▶ [Task to complete]: Reproduce the entire listing word for word.

▶ [Data for this task]:

Start

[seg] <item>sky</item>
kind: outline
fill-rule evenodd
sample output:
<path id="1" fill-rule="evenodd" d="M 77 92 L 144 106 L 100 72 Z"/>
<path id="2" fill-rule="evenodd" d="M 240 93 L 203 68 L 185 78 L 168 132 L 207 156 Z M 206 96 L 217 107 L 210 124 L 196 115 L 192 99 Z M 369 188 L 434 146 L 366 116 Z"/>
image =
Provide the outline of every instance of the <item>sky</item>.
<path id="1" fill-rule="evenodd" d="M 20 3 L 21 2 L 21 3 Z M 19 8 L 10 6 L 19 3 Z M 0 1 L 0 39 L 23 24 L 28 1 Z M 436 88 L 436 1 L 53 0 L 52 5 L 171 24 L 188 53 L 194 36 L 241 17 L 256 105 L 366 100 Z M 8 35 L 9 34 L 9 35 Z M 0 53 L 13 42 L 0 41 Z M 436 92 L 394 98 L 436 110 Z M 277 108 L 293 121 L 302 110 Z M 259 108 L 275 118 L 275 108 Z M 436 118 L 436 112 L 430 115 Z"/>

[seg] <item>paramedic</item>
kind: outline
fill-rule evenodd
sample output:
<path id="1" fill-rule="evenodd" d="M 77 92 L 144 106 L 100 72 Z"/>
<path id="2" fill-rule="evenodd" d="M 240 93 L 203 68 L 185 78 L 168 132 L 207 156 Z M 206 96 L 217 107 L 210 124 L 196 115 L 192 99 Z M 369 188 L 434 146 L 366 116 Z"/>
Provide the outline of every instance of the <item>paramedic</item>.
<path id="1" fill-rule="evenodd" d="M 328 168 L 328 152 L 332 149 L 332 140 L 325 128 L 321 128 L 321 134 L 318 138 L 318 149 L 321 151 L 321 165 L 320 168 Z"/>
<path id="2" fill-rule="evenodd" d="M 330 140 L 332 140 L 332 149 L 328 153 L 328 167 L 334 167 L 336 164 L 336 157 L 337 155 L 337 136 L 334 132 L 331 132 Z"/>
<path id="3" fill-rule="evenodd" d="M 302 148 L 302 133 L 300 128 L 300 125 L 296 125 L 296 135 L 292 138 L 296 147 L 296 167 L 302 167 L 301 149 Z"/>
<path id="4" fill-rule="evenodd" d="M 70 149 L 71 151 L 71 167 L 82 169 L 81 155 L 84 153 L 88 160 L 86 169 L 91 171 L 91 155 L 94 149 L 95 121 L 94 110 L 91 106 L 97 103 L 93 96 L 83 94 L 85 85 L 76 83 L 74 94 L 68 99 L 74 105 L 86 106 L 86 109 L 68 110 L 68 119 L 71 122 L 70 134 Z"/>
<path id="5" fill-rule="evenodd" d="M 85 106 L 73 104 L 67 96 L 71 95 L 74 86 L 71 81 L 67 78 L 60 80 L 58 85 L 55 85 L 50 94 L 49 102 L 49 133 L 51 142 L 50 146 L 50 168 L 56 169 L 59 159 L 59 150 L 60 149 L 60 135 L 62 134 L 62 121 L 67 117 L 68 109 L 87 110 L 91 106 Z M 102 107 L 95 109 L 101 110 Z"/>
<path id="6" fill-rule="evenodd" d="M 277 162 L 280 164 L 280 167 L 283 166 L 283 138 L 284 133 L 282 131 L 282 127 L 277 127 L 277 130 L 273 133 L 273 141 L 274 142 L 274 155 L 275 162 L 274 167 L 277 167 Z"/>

End

▶ [Completed exercise]:
[seg] <item>sky</item>
kind: outline
fill-rule evenodd
sample output:
<path id="1" fill-rule="evenodd" d="M 77 92 L 144 106 L 100 72 Z"/>
<path id="2" fill-rule="evenodd" d="M 240 93 L 203 68 L 185 78 L 168 132 L 207 156 Z M 206 96 L 217 107 L 210 124 L 196 115 L 192 99 Z M 369 188 L 434 146 L 366 116 Z"/>
image =
Provide the outline of every instance of the <item>sky</item>.
<path id="1" fill-rule="evenodd" d="M 20 3 L 21 2 L 21 3 Z M 19 8 L 10 6 L 19 3 Z M 0 1 L 0 39 L 23 24 L 28 1 Z M 436 88 L 436 1 L 53 0 L 52 5 L 171 24 L 188 53 L 194 36 L 241 17 L 256 105 L 366 100 Z M 8 35 L 9 34 L 9 35 Z M 0 53 L 13 42 L 0 41 Z M 436 92 L 394 98 L 436 110 Z M 277 108 L 293 121 L 302 110 Z M 259 108 L 275 118 L 275 108 Z M 436 118 L 436 112 L 430 115 Z"/>

[seg] <item>paramedic</item>
kind: outline
fill-rule evenodd
sample output:
<path id="1" fill-rule="evenodd" d="M 77 92 L 144 106 L 100 72 Z"/>
<path id="2" fill-rule="evenodd" d="M 240 93 L 203 68 L 185 78 L 168 132 L 207 156 Z M 206 96 L 217 107 L 210 124 L 196 115 L 192 99 Z M 369 188 L 434 146 L 366 116 Z"/>
Provide the outline of every instance of the <item>paramedic</item>.
<path id="1" fill-rule="evenodd" d="M 328 168 L 328 152 L 332 149 L 332 140 L 325 128 L 321 128 L 321 134 L 318 138 L 318 149 L 321 151 L 321 165 L 320 168 Z"/>
<path id="2" fill-rule="evenodd" d="M 330 140 L 332 140 L 332 149 L 328 153 L 328 167 L 334 167 L 336 164 L 336 157 L 337 155 L 337 136 L 334 132 L 331 132 Z"/>
<path id="3" fill-rule="evenodd" d="M 302 148 L 302 133 L 300 128 L 300 125 L 296 125 L 296 135 L 292 138 L 296 147 L 296 167 L 302 167 L 301 149 Z"/>
<path id="4" fill-rule="evenodd" d="M 70 149 L 71 151 L 71 167 L 82 169 L 81 155 L 84 153 L 88 160 L 86 169 L 91 171 L 91 155 L 94 149 L 95 121 L 94 110 L 91 106 L 97 103 L 93 96 L 83 94 L 85 85 L 76 83 L 74 94 L 68 99 L 74 105 L 86 106 L 86 109 L 68 110 L 68 119 L 71 122 L 70 134 Z"/>
<path id="5" fill-rule="evenodd" d="M 85 106 L 73 104 L 67 96 L 71 95 L 74 86 L 71 81 L 67 78 L 60 80 L 58 85 L 55 85 L 50 94 L 49 102 L 49 133 L 51 142 L 50 146 L 50 168 L 56 169 L 59 159 L 59 150 L 60 149 L 60 135 L 62 134 L 62 121 L 67 117 L 68 109 L 87 110 L 91 106 Z M 102 107 L 95 109 L 101 110 Z"/>
<path id="6" fill-rule="evenodd" d="M 277 162 L 280 164 L 280 167 L 283 166 L 283 138 L 284 133 L 282 131 L 282 127 L 277 127 L 277 130 L 273 133 L 273 141 L 274 142 L 274 155 L 275 162 L 274 167 L 277 167 Z"/>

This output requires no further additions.